# [Text provided]
Dawn Bates is a writing coach with experience of what works and what doesn’t and she uses this knowledge to help people who are serious about using their pen for activism and to massively impact lives.
During this episode, you’ll learn all about how Dawn approaches a writing project, and the things that most authors need to avoid doing if they want success with their writing!
“One of the things a lot of people don’t realise about working with boutique publishers and author coaches like myself is we can help you create those strategies that will get you published.
Provided you get the sales in and start making noise and getting yourself seen, instead of you chasing, the top five come to you.
That is a very powerful position to be in which is why we work a lot — we’re always talking with top five publishers, we have published to all the top 150,000 publishing platforms my company publishes to.”
(Full transcript here)
Why Dawn is on the podcast. She truly wants to help you to tell your story!
“We’ve got the special offer on for your listeners.
That’s the seven-week author course, which again is a standalone programme that they can either buy module, they either buy it in two parts, or they can buy it as a one-off thing.
That’s a distanced learning.
Or they can join like the live classes.
There’s an author mastermind series, where we will get to meet twice a month for seven months.”
Sound good?
What are you waiting for?
Dive in now!
Want to listen to Dawn’s podcast?
But not before you’ve listened to this one!!!
During this episode you’ll learn:
- What type of writer is eligible for that big front end display you see at Waterstones?

# [Problems to work on]
a - Answer these questions using the episode description:
(i) What kind of coach is Dawn Bates?
(ii) How many weeks long is the author course offered to listeners?
(iii) How often, and for how many months, does the author mastermind series meet?
b - Quote the episode description, starting at the words "Dawn Bates is" and ending after the words "with their writing!".

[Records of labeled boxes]
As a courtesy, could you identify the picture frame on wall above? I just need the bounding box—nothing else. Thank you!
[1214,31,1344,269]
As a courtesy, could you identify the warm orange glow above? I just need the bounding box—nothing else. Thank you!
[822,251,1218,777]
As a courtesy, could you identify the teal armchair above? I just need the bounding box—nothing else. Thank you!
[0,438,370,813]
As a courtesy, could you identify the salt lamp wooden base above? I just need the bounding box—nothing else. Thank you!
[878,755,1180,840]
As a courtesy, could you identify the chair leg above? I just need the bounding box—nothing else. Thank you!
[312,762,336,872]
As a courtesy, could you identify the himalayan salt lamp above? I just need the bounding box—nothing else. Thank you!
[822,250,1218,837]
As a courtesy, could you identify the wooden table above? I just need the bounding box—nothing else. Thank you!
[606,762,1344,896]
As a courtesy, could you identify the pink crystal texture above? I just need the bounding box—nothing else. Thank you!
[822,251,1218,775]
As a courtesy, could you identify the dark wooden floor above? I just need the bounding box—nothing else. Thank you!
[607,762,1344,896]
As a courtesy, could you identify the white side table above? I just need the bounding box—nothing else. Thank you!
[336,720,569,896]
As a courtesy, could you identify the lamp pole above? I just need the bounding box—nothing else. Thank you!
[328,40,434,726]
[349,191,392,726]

# [Answers for the tasks]
a -
(i) She is a writing coach.
(ii) Seven weeks.
(iii) Twice a month for seven months.

b -
Dawn Bates is a writing coach with experience of what works and what doesn’t and she uses this knowledge to help people who are serious about using their pen for activism and to massively impact lives.
During this episode, you’ll learn all about how Dawn approaches a writing project, and the things that most authors need to avoid doing if they want success with their writing!